### Exercises
1. In the pet forum thread about dogs and cats, how many dogs and cats does the first poster's household have now?
2. Carry on the pet forum thread about dogs and cats from the point where it stops.

### Page excerpt
----------------------------------------
My dogs don't stink, they don't slobber, they are never are yappers and they don't even bother the neighbors at all. In fact any one who does not like dogs always fall in love with mine 

It's all about the owners in how they control their dogs, not the dogs fault .

I understand where you're coming from though, i was more of a dog person and didn't like cats, my husband liked cats and were O.K. with dogs but not very much. After awhile i just fell in love with cats and so did my husband towards dogs. Nowwe have 2 dogs and 2 kitties living in harmony ( most of the time) LOL


----------



## Husky42 (Sep 28, 2008)

I have yet to come across a dog that was extremely calm, mild and did not require a large amount of my time. 

Although my cat is quite needy dogs i have been around have been much more handfuls then 20 Jacks could be. 

My ex had a dog and it was the so stupid. Not saying that all dogs are stupid of course, but hers just drove me insane. 

Cats keep me calm


----------



## coco & little guy (Jan 5, 2004)
----------------------------------------
### Dataset extract
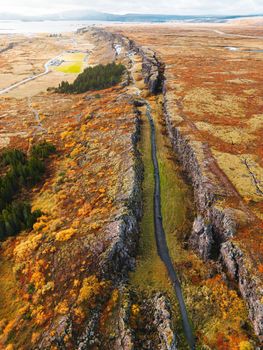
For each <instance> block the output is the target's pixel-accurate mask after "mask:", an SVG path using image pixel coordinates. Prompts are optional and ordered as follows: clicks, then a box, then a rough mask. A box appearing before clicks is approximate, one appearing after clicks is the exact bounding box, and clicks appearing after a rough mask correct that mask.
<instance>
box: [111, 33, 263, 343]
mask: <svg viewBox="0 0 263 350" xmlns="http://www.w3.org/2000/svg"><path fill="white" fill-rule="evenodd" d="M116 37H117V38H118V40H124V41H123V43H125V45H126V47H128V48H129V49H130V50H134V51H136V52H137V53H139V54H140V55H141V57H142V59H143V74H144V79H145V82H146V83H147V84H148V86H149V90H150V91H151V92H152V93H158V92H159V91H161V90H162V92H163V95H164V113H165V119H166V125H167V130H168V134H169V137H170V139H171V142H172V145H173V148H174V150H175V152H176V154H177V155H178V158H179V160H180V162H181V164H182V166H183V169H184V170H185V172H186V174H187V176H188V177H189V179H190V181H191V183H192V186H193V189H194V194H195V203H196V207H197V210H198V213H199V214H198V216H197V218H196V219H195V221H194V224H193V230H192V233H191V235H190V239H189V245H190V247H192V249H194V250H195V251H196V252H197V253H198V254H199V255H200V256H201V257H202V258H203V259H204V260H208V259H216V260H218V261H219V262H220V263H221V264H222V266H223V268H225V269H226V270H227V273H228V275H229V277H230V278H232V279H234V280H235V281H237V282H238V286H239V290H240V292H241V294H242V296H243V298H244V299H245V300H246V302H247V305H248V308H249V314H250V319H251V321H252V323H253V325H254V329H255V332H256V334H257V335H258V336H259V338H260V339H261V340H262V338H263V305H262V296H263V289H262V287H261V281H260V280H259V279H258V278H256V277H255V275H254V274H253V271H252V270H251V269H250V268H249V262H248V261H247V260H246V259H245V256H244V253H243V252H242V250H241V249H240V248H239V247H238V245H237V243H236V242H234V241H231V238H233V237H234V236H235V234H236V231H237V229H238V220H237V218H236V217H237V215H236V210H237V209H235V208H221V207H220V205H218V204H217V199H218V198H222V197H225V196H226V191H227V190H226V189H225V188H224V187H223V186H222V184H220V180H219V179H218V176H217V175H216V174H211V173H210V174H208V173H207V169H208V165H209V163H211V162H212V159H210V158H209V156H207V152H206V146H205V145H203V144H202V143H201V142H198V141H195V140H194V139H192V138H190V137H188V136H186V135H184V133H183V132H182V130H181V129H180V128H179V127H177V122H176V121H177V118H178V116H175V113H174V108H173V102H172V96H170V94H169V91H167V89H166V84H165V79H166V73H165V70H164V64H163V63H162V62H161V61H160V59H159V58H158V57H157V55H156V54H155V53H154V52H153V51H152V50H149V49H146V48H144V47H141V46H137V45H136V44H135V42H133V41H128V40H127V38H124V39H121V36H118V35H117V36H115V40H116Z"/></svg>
----------------------------------------
### Exercise answers
1. Two dogs and two cats.

2.
My two boys are like that, very dog like. They are both laying here with me right now. We are all catching up on our cat forum time....and listening to some music. We have already been outside twice today with them too. We are fortunate to have a completely fenced back yard full of hiding places and critters. They love being outside, but when we are out there with them, they love it more! Like they have no worries about any strange noises, etc. I wasn't a cat person until we found our two out in the back yard. They are brothers from a liter of 5. I can not tell you or anyone how much they both mean to me and my g/f. They have enriched our lives in too many ways to count. We have been on vacation together twice in the past 6 years. I don't feel comfortable with anyone else watching them, plus I don't like being away from them either.

Jack seems like a good guy. I hope you have a long time together with him, just as I wish the same for myself and our two.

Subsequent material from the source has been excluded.